• _Given request_:
Retype all of the records below word for word, leaving the pictures out.

• _Pointing entries for named objects_:
/---

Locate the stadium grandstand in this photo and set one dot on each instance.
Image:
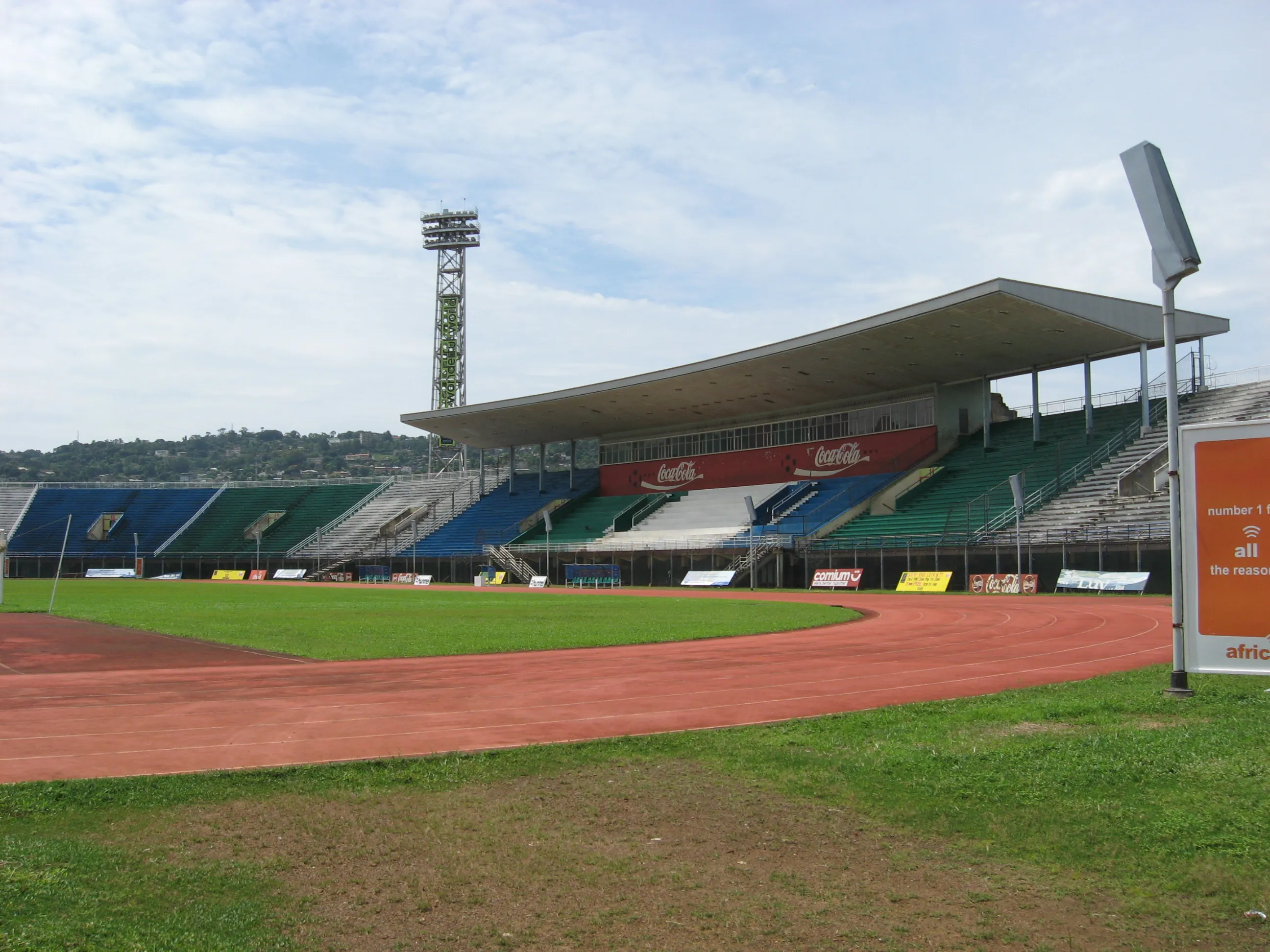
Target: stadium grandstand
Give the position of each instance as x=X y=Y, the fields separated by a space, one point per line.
x=877 y=443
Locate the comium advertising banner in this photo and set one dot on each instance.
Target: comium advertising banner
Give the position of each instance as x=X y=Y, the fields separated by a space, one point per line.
x=1226 y=509
x=855 y=456
x=837 y=578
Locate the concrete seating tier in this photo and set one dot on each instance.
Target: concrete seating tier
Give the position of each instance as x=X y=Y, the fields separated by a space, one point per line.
x=939 y=504
x=14 y=498
x=584 y=521
x=1095 y=500
x=498 y=518
x=360 y=532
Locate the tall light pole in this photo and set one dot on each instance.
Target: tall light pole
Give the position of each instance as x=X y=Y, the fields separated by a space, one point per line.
x=1172 y=257
x=450 y=235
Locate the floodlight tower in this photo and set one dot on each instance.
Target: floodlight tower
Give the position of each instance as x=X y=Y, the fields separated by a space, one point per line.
x=451 y=234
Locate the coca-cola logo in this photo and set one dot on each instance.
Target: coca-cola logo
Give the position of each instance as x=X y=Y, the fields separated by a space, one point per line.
x=830 y=461
x=846 y=455
x=681 y=473
x=674 y=476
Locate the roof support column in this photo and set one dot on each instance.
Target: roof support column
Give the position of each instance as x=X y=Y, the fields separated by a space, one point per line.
x=1035 y=406
x=1089 y=399
x=987 y=414
x=1144 y=387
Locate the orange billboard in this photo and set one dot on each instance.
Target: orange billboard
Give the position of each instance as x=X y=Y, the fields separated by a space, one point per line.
x=1226 y=530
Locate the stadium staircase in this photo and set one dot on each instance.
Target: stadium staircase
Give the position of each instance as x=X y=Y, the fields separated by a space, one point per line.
x=499 y=517
x=389 y=517
x=1125 y=490
x=703 y=516
x=16 y=499
x=969 y=493
x=511 y=563
x=153 y=515
x=764 y=547
x=220 y=530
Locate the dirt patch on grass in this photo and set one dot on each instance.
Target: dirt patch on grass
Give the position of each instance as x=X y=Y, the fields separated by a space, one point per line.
x=633 y=857
x=1034 y=728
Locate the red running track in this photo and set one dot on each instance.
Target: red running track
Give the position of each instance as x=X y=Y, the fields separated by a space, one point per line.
x=912 y=648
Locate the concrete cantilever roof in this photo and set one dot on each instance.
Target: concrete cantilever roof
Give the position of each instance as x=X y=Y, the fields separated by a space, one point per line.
x=996 y=329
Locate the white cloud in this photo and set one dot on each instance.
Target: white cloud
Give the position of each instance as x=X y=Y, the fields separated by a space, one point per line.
x=210 y=210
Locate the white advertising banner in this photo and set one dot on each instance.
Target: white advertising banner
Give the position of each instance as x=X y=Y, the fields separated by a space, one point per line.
x=715 y=579
x=1103 y=582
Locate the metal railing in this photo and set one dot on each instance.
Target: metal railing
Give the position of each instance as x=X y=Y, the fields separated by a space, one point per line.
x=1189 y=381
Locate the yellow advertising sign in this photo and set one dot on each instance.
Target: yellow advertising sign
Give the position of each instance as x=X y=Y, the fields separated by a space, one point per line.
x=924 y=582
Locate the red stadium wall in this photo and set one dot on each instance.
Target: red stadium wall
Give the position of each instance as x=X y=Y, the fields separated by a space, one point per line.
x=857 y=456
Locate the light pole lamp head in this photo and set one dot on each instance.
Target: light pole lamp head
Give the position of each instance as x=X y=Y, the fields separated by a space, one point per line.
x=1172 y=249
x=450 y=230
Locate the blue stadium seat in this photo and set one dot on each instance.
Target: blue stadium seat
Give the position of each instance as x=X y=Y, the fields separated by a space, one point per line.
x=154 y=515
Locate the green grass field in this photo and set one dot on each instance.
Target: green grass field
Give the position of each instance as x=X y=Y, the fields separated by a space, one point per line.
x=1147 y=813
x=342 y=623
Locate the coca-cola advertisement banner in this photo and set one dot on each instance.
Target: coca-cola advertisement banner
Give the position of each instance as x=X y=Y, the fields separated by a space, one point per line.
x=1005 y=584
x=855 y=456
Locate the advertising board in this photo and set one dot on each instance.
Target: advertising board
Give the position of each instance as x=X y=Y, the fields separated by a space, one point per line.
x=1226 y=509
x=857 y=456
x=1103 y=582
x=924 y=582
x=704 y=579
x=837 y=578
x=1005 y=584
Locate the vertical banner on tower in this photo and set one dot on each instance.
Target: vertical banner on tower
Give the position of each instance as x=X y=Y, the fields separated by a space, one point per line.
x=1226 y=509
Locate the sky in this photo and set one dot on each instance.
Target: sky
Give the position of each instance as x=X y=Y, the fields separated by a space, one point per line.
x=209 y=211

\---

• _Exercise answer_:
Locate the stadium grandstand in this photo and set one dot on each instance.
Image:
Target: stadium grandstand
Give the position of each instance as x=X y=Y, the fields separated by a space, one point per line.
x=877 y=443
Locate the comium advertising banner in this photo and set one dot on each instance.
Target: comium advertising banner
Give the position of each instance as x=X y=Y, the fields separated by a space, one point per line.
x=1226 y=509
x=855 y=456
x=837 y=578
Locate the concrete seating tier in this photo and set one dot on each instance.
Target: concrete seating tier
Give the position of each instance as x=X y=Y, the fields separated by a space, one point per line.
x=939 y=504
x=14 y=498
x=584 y=521
x=1095 y=500
x=498 y=518
x=360 y=532
Locate the tall light pole in this photo and set one dot on each instance.
Target: tall light pole
Give the position of each instance as x=X y=Y, the fields separated by a space, one point per line.
x=1172 y=257
x=450 y=235
Locate the floodlight tower in this photo and set one dot on each instance.
Target: floodlight tower
Give the position of each instance as x=X y=Y, the fields separated by a space, one point per line.
x=451 y=234
Locate the coca-cola logo in this photo and set one dot on each instance.
Target: coca-cola logo
Give the position of each instance as x=X y=Y, the fields separated by a space, one point per line.
x=830 y=461
x=846 y=455
x=681 y=473
x=674 y=476
Locate the roof support column in this photo and set one dot on each instance.
Target: roof support column
Give the position of each instance as x=X y=Y, the fields separated by a space, one point per line.
x=1035 y=406
x=1089 y=399
x=987 y=414
x=1144 y=387
Locate the orange billboard in this photo and set one dot on each instance.
Target: orange billboard
Give the position of each instance as x=X y=Y, the fields separated by a space, one point per line.
x=1226 y=530
Locate the stadium staircase in this photo and set one dot on each instance.
Target: stadium staircase
Give the position of each instance as x=X y=Y, the fields separated by a space, one point per line.
x=499 y=517
x=389 y=517
x=1125 y=490
x=703 y=516
x=16 y=499
x=969 y=493
x=511 y=563
x=153 y=515
x=764 y=547
x=220 y=530
Locate the dirt patch on grass in this photo and set one dot on each instance.
Target: dirt patch on grass
Give the position of each instance as x=X y=Y, the fields separated by a space, one point per line.
x=633 y=857
x=1034 y=728
Locate the red running track in this photo and set one dot on each instance.
Target: red running track
Give the position of each instance as x=X y=Y, the fields separated by a space, one point per line.
x=912 y=648
Locate the concrete cantilever roof in this photo and set one dot on each instance.
Target: concrete cantilever roof
Give the position of each instance as x=X y=Y, the fields separated by a space, one point per line.
x=996 y=329
Locate the white cloud in this photo and set one dot on each instance.
Target: white cloud
Give the position of each instance as x=X y=Y, the fields separated by a space, one point per line.
x=210 y=210
Locate the white advertising banner in this photo and set one dot on each instance.
Target: white advertising banner
Give the position of each instance as x=X y=Y, the fields separated by a space, one point per line.
x=715 y=579
x=1103 y=582
Locate the metal railing in this photo and set one dot on each instance.
Target: metal railing
Give the position of each instance as x=X y=Y, the fields separated by a space, one point per line.
x=1189 y=381
Locate the yellow advertising sign in this photo and set one dot on each instance.
Target: yellow advertising sign
Give the position of each instance as x=X y=Y, the fields separated by a space, one point per line.
x=924 y=582
Locate the red stadium wall in this photo and set one dot on each instance.
Target: red stadium wall
Give the position of each instance as x=X y=Y, the fields separated by a space, one point per line.
x=857 y=456
Locate the light pole lamp head in this photo and set one dot on each instance.
Target: light pole lamp head
Give the position of each instance as x=X y=Y, the fields separated by a space, one point per line.
x=1172 y=249
x=450 y=230
Locate the blue stadium seat in this photo and set one dot on each instance.
Target: blue stadium seat
Give the position of each instance as x=X y=Y, the fields separated by a space, one point per line.
x=154 y=515
Locate the green grass field in this photo and set one dot on each instance.
Target: green grass field
Give the position of each instance as x=X y=Y, the fields separated by a space, one point per line.
x=1147 y=813
x=342 y=623
Locate the coca-cola advertisement banner in this photo and set one dot on each instance.
Target: coca-cola advertisement banner
Give the position of each instance as x=X y=Y, the fields separated by a space, one point per line.
x=1005 y=584
x=855 y=456
Locate the advertising board in this photo and set one dot on each instance.
Target: advertising board
Give the position of each instance as x=X y=Y, the fields separated by a space, one point per line.
x=1226 y=509
x=857 y=456
x=1103 y=582
x=924 y=582
x=704 y=579
x=837 y=578
x=1005 y=584
Locate the vertical banner on tower in this photo and set one dot on each instance.
Target: vertical banner on tower
Give the position of each instance as x=X y=Y, the fields separated by a space, one point per line.
x=1226 y=509
Locate the sky in this photo and set one dot on each instance.
Target: sky
Give the position of each instance as x=X y=Y, the fields separated by a space, one point per line.
x=209 y=211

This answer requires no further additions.